#### [WHAT TO DO]
In the reflection on A Course in Miracles Lesson 101, which sentence appears as the lesson's heading line?

#### [EXTRACT TO READ]
────────

Thinking on A Course in Miracles Lesson 101

Cancer. For the last 11 years I have been asking... 

Why is this here? Why was it here? Why did it come back? Why did it go away? Why is it growing quickly/slowly/not at all?

What if it is something I am eating/have eaten/ate a long time ago that is festering in my bowel?

What if it is an unresolved spiritual lesson that I need to learn/haven't learned properly/don't yet know what questions to ask in order to learn?

What if it is an emotion that hasn't been properly expressed? Needs to be expressed?

What if this happened because I want to be seen/valued/honored/taken care of?

What if it is because I hate my life/hate myself/hate my family/etc?

What if it is because I am afraid of life/not living to my full potential/etc?

I have known intellectually that going down those particular rabbit holes are not productive. The flip side of those questions presuppose that on some level getting sick is/was my fault and continues to be if the emotional/spiritual/diet scab hasn't been properly cleansed.

I have been able to think my way out of feeding those what ifs - but it always been an exercise in thinking - not really in fully believing. 

Until yesterday.

I am doing A Course in Miracles workbook for the second time through and yesterday was lesson 101. I read through the lesson (see below) and burst into tears. I felt as though the other shoe finally dropped. I felt the truth that all forms of guilt (see above) are variations on the ego thinking that I need to be punished on some level because I thought sin is real. 

There is no sin. Cancer is not my fault. Sin as a transgression against divine law doesn't exist. Thank you ACIM!!!

_______________ Lesson 101 _______________

God's Will for me is perfect happiness.

Today we will continue with the theme of happiness. This is a key idea in understanding what salvation means. You still believe it asks for suffering as penance for your "sins." This is not so. Yet you must think it so while you believe that sin is real, and that God's Son can sin.

If sin is real, then punishment is just and cannot be escaped. Salvation thus cannot be purchased but through suffering. If sin is real, then happiness must be illusion, for they cannot both be true. The sinful warrant only death and pain, and it is this they ask for. For they know it waits for them, and it will seek them out and find them somewhere, sometime, in some form that evens the account they owe to God. They would escape Him in their fear. And yet He will pursue, and they can not escape.

If sin is real, salvation must be pain. Pain is the cost of sin, and suffering can never be escaped, if sin is real. Salvation must be feared, for it will kill, but slowly, taking everything away before it grants the welcome boon of death to victims who are little more than bones before salvation is appeased. Its wrath is boundless, merciless, but wholly just.

────────

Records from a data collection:
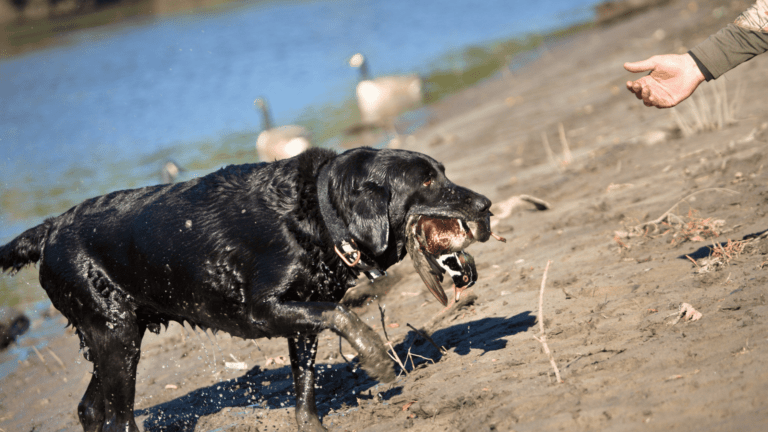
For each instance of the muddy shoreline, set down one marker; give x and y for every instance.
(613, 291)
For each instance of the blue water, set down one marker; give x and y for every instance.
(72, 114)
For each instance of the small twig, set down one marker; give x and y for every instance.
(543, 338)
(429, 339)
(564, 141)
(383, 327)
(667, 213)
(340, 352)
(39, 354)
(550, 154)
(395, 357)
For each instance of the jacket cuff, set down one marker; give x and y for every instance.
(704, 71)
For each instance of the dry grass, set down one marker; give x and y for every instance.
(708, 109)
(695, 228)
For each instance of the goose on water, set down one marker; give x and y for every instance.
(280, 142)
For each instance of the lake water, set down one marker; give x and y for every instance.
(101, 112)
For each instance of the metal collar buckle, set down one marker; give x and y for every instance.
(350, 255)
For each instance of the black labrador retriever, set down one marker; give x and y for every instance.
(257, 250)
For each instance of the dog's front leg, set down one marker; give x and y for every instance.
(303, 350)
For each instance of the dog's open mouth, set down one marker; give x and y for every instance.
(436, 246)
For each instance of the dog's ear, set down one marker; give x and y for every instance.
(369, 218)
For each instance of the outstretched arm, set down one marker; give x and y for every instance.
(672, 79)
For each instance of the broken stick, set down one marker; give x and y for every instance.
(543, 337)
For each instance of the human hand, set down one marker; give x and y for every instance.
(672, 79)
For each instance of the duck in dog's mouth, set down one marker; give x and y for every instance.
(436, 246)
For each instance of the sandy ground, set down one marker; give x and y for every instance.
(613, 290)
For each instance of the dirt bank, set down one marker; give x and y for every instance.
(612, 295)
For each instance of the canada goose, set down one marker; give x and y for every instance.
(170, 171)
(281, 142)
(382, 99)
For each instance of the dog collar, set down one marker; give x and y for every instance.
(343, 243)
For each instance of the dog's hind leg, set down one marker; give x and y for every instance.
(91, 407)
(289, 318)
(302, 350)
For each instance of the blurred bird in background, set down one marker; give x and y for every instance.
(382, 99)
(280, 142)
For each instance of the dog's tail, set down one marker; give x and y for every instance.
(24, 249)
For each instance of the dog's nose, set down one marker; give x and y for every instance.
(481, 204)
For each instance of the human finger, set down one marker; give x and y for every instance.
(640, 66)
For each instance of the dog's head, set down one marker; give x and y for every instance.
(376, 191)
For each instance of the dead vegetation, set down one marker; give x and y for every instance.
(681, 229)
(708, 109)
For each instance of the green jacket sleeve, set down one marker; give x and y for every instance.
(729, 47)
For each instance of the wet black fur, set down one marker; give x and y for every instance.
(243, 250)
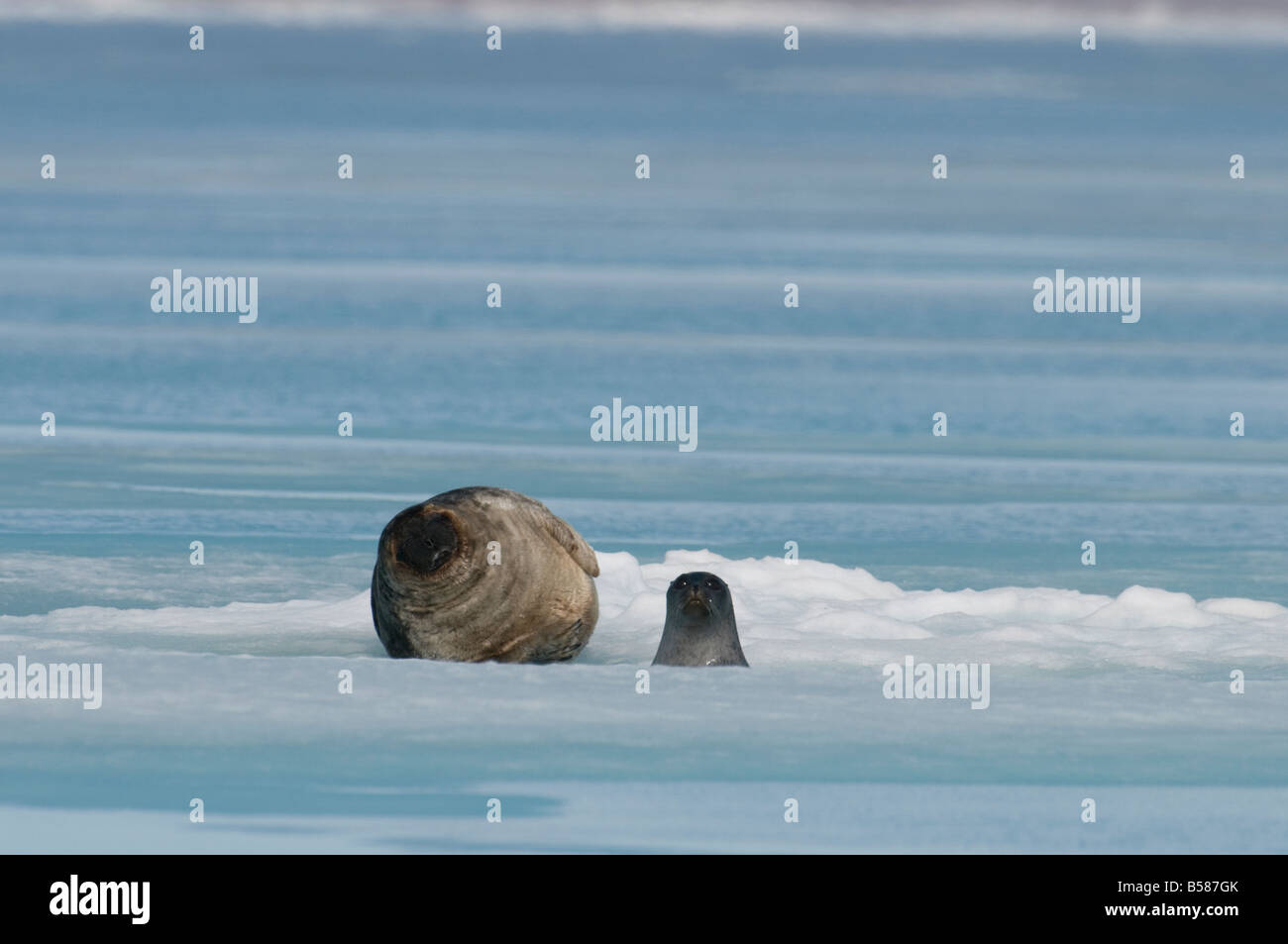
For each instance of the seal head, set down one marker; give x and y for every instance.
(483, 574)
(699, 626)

────────

#### [RESPONSE FOR THIS EXERCISE]
God's Will for me is perfect happiness.